■ **Task**
Reproduce all of the lines below, renaming "keypoint" as "marker" wherever it occurs and leaving everything else unchanged. Leave the pictures out of your answer.

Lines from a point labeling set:
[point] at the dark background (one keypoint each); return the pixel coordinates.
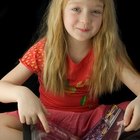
(19, 21)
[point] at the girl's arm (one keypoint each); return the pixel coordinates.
(131, 80)
(30, 108)
(132, 114)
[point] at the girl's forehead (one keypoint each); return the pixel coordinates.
(85, 1)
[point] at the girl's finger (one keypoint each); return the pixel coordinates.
(44, 122)
(128, 114)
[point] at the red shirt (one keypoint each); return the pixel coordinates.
(77, 83)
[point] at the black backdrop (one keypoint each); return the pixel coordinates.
(20, 19)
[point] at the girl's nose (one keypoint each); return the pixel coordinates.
(84, 18)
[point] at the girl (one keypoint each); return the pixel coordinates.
(80, 51)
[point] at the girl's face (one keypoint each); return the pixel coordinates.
(83, 18)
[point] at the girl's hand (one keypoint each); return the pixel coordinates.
(132, 115)
(30, 108)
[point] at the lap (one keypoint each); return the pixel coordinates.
(12, 121)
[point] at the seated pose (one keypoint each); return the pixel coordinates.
(77, 58)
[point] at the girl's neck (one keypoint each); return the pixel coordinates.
(78, 49)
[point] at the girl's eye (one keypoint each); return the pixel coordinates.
(76, 9)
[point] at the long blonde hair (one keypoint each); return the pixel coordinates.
(109, 51)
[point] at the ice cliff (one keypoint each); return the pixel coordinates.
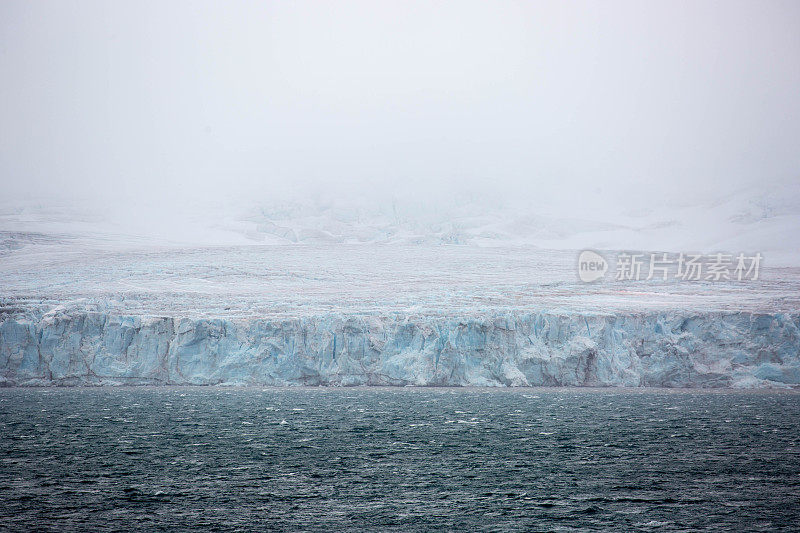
(665, 349)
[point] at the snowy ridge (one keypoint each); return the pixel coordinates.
(664, 349)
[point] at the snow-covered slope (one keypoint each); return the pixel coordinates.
(325, 294)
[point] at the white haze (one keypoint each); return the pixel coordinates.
(151, 111)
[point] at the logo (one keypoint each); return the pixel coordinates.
(591, 266)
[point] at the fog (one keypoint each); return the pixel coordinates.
(179, 103)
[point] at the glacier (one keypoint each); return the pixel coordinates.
(646, 349)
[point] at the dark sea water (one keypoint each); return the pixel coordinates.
(398, 459)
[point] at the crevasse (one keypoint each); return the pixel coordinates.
(664, 349)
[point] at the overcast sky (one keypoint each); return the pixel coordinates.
(537, 99)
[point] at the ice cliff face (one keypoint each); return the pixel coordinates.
(636, 349)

■ **Completed exercise**
[point] at the dark background (one marker each); return the pixel coordinates.
(19, 21)
[point] at the girl's arm (one marker each); return the pixel coordinates.
(131, 80)
(30, 108)
(132, 114)
[point] at the girl's forehead (one marker each); return the pixel coordinates.
(85, 1)
[point] at the girl's finger (one marker each); return the pixel coordinates.
(44, 122)
(128, 114)
[point] at the red shirt (one marker each); return the pixel coordinates.
(77, 83)
[point] at the black backdrop (one marker each); return the pixel coordinates.
(20, 19)
[point] at the girl's nose (one marker each); return the pixel coordinates.
(84, 18)
[point] at the girl (one marker each); return the pixel coordinates.
(80, 51)
[point] at the girl's face (one marker each); return the pixel coordinates.
(83, 18)
[point] at the girl's hand (one marker each); return the pixel coordinates.
(132, 115)
(30, 108)
[point] at the lap (one marker each); return the pixel coordinates.
(12, 121)
[point] at the seated pose (one marker each); return the pixel coordinates.
(77, 58)
[point] at the girl's neck (one marker each); return the pixel coordinates.
(78, 49)
[point] at the girl's eye (one marker each); return the pixel coordinates.
(76, 9)
[point] at the long blonde hair (one marker each); return the pixel coordinates.
(109, 51)
[point] at the ice cliff (one marker each); return the pixel coordinates.
(665, 349)
[point] at the snowy ridge (one marker each); return the pixel coordinates.
(664, 349)
[point] at the snow-covered slope (one marker each); return the pixel coordinates.
(325, 294)
[point] at the white haze (one marker each); return the pixel coordinates.
(151, 111)
[point] at the logo (one marker each); return the pixel coordinates.
(591, 266)
[point] at the fog (one marker each); return the pixel coordinates.
(179, 103)
[point] at the glacier (one marker each); return the pixel coordinates.
(646, 349)
[point] at the dark sea water (one marker each); return the pixel coordinates.
(398, 459)
[point] at the crevasse (one marker each); return the pixel coordinates.
(664, 349)
[point] at the overcast sky (one marker each); return the pixel coordinates.
(537, 99)
[point] at the ice cliff face (one marker each); return the pixel coordinates.
(636, 349)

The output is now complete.